━━━━━ Source material

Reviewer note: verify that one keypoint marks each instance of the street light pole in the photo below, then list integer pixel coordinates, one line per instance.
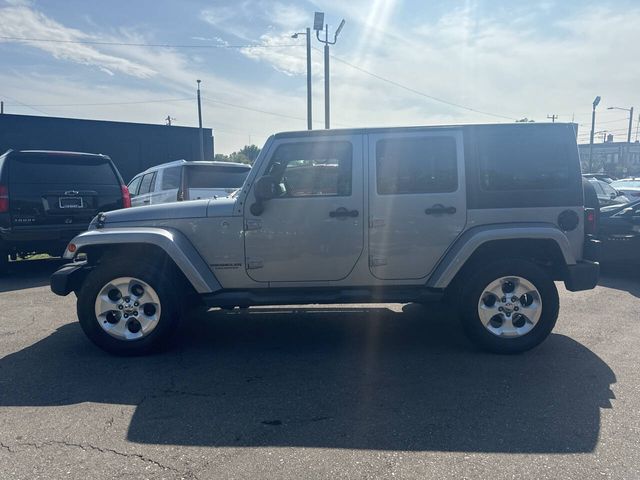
(628, 153)
(596, 101)
(309, 114)
(318, 26)
(200, 124)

━━━━━━━━━━

### Short exercise
Reproduce the material word for word, minus the images.

### Answer
Reviewer note: verify that one keypoint marks each instance of the street light pole in the photo below, then list integer pixel coordinates, one line per instance.
(628, 153)
(596, 101)
(309, 114)
(318, 26)
(200, 124)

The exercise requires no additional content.